→ **EXTRACTED TEXT**

____________________

What the FDA’s Proposed CBD Regulations Could Mean for Businesses

Published on March 1, 2019

Bipartisan Congressional support for a legal pathway for food and drink products infused with cannabidiol, better known as CBD, could mean big things for CBD companies looking to expand into new markets. But patience is a virtue.

On Wednesday, February 27th, Food and Drug Administration (FDA) Commissioner Scott Gottlieb responded to questions from Congress and provided new details about alternative pathways for CBD regulation.

In December 2018, President Trump signed the 2018 Farm Bill into law, which effectively legalized hemp and hemp-derived products after decades of federal prohibition.

Cannabis plants must legally contain less than 0.3 percent THC in order to be classified as hemp. Hemp is grown primarily for industrial purposes. However, with the exploding popularity of non-intoxicating CBD, hemp is also being bred to manufacture CBD products.

____________________

→ **Recorded data**

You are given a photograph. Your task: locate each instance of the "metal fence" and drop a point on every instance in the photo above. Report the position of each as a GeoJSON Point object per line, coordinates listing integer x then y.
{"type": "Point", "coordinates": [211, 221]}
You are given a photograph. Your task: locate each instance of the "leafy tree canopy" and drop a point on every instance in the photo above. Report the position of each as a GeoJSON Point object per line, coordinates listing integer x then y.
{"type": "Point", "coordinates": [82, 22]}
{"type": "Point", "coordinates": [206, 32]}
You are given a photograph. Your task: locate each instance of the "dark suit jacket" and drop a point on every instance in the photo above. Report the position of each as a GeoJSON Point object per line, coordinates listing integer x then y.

____________________

→ **TASK ITEM A**
Extract the passage of the article on the FDA's proposed CBD regulations that runs from "Bipartisan Congressional support" to "of federal prohibition.".
→ **TASK ITEM B**
Write a continuation of the article on the FDA's proposed CBD regulations, beginning after its final sentence.
The entries above are not required for any of this work.

→ **TASK RESULT A**
Bipartisan Congressional support for a legal pathway for food and drink products infused with cannabidiol, better known as CBD, could mean big things for CBD companies looking to expand into new markets. But patience is a virtue.

On Wednesday, February 27th, Food and Drug Administration (FDA) Commissioner Scott Gottlieb responded to questions from Congress and provided new details about alternative pathways for CBD regulation.

In December 2018, President Trump signed the 2018 Farm Bill into law, which effectively legalized hemp and hemp-derived products after decades of federal prohibition.

→ **TASK RESULT B**
Immediately following the legalization of hemp, the FDA released a lengthy statement reserving the right to regulate cannabis-based products. The agency pledged to take action against businesses making unsupported claims about CBD’s therapeutic potential, even if the products are derived from legal hemp. Since then, state and local officials in New York City, Maine, and Ohio have cracked down on the sale of CBD foods and beverages.

On Friday, February 15th, several members of Congress sent a letter to Gottlieb requesting a path forward. They expressed that these crackdowns “spurred a tremendous amount of confusion among product manufacturers, hemp farmers, and consumers of these products.”

They urged Gottlieb to answer three questions:

  1. When will FDA provide guidance on lawful pathways for food products with CBD?
  2. Has FDA advised states—such as New York, Maine or Ohio—that have recently taken enforcement actions against food products with CBD?
  3. When will FDA hold a public hearing on the regulation of products containing CBD?

On Wednesday, the commissioner offered a theoretical regulatory model that the FDA could implement for CBD. He described the issue of CBD-infused food, drink, and supplement products as “not a straightforward issue,” due to the fact that the FDA has already approved a CBD medication for epilepsy, Epidiolex, and that the cannabinoid is currently a “subject of substantial clinical investigation.”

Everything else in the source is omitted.